#### WHAT YOU NEED TO DO:
Without including any pictures, write out the data below exactly.
* * *
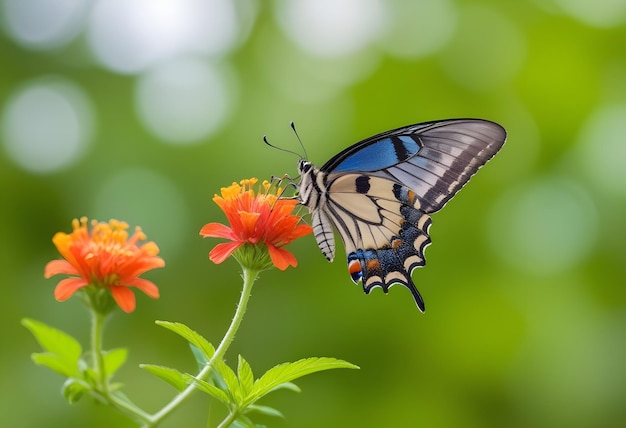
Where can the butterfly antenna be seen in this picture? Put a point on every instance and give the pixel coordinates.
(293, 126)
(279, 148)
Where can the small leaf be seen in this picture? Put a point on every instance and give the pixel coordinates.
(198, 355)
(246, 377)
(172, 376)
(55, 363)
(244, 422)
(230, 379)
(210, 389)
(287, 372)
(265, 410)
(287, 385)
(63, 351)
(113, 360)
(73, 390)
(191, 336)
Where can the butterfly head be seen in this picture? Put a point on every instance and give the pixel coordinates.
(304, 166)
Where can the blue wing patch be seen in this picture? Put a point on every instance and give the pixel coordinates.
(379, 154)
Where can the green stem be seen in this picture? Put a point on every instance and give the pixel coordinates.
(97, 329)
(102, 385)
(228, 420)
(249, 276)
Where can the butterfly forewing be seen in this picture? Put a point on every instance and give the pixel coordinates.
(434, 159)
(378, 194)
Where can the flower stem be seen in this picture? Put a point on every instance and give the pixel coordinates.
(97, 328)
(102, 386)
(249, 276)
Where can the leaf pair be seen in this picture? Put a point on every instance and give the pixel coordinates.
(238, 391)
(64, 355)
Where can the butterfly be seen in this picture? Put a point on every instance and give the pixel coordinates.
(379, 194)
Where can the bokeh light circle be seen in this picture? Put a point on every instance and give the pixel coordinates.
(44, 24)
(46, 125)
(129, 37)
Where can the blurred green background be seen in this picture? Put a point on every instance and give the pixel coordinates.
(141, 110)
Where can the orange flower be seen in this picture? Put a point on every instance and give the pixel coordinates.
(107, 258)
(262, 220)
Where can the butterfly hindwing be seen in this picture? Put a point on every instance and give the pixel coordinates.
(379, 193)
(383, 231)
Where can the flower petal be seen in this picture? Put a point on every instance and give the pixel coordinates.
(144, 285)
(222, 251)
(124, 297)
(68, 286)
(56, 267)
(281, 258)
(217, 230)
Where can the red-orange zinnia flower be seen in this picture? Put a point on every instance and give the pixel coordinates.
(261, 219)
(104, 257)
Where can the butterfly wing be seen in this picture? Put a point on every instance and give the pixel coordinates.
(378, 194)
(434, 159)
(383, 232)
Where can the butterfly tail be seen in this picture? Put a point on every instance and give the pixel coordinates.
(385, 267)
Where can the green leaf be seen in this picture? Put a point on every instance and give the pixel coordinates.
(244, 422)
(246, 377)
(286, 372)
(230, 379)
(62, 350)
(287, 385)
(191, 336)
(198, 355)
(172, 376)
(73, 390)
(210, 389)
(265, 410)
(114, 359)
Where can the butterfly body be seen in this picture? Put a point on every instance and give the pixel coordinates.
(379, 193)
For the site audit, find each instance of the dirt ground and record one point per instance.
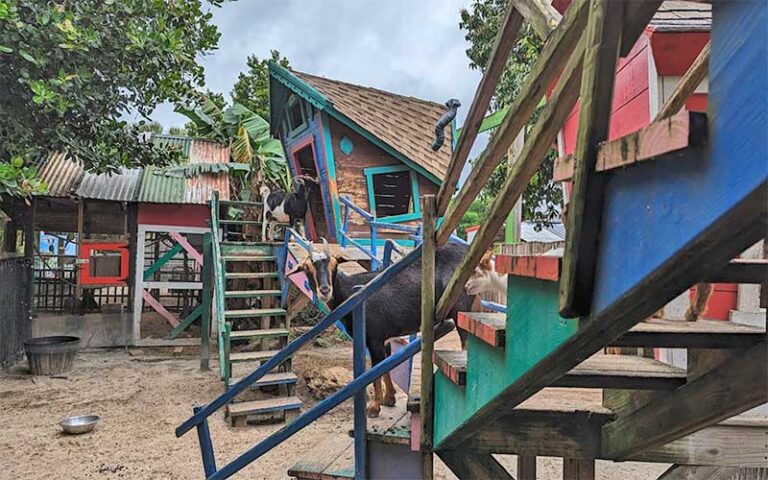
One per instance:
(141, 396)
* * *
#### RESPONSE TO THE EXERCISE:
Where can the butterfly antenna be seen in this picture? Put a point on every instance and give the pixel coordinates.
(293, 126)
(279, 148)
Where can the small leaf be seen in this picture? Put a point on every instance and give the pixel coordinates.
(198, 355)
(246, 377)
(172, 376)
(55, 363)
(244, 422)
(230, 379)
(210, 389)
(287, 372)
(265, 410)
(287, 385)
(63, 351)
(113, 360)
(73, 390)
(191, 336)
Where can the butterfly head be seen in this picture? Put a point on every instance and give the pixel coordinates.
(304, 166)
Where can the blue wing patch be seen in this picture? Put a point on every instance and give the pixel coordinates.
(379, 154)
Where can the green stem be seen in this picture? Put a point on every instance and give the pixel coordinates.
(97, 329)
(102, 385)
(228, 420)
(249, 276)
Where can the butterfly forewing be seen in this picture? Put a point on every instance and give the pixel coordinates.
(434, 159)
(378, 194)
Where can the flower stem be seen in this picture? Put a point on every instance and give the pixel coordinates.
(97, 328)
(102, 386)
(249, 276)
Where can the leaf pair be seen in this picture? Put a point on every instance and give the pixel coordinates.
(238, 391)
(64, 355)
Where can the butterfly be seen in this picture? Put a point on every instance and give the pixel coordinates.
(379, 194)
Where can the bokeh light circle be seen in this picture? Put a point on every instance and give the pixel coordinates.
(44, 24)
(46, 125)
(129, 37)
Where can the blurred green background be seen in this picture? Put a point on every instance and give the pixel coordinates.
(141, 110)
Where can the orange flower be seen in this picture? Put a point on every instance and give the pixel coordinates.
(107, 258)
(262, 220)
Where can the butterfly hindwing be seen in this picture? Put a point on every instance and give the pixel coordinates.
(379, 193)
(383, 231)
Where can the flower petal be seen in this picture? Put a point on every instance and give the pixel coordinates.
(144, 285)
(222, 251)
(124, 297)
(68, 286)
(56, 267)
(281, 258)
(217, 230)
Where can the red-orange zinnia flower be seen in this picture? Put a point on every instance and give the pixel coordinates.
(261, 219)
(104, 257)
Where can the butterfly wing be seen in this picture? Put a point on every instance and give the pixel coordinates.
(378, 194)
(434, 159)
(383, 232)
Where can the butterfly tail be seen in this picture? Put a point on every instance and give the pixel coordinates.
(385, 267)
Where can the green leaf be seen in this picture? Put a point on every instance and give the pixel coordinates.
(244, 422)
(246, 377)
(286, 372)
(230, 379)
(62, 350)
(287, 385)
(191, 336)
(198, 355)
(172, 376)
(73, 390)
(210, 389)
(265, 410)
(114, 359)
Where can the butterfly body be seen in this picture? Put a point on every instance and give the pixel coordinates.
(379, 193)
For the site audit, find each instance of the dirt ground and record one point per instance.
One per instance:
(141, 396)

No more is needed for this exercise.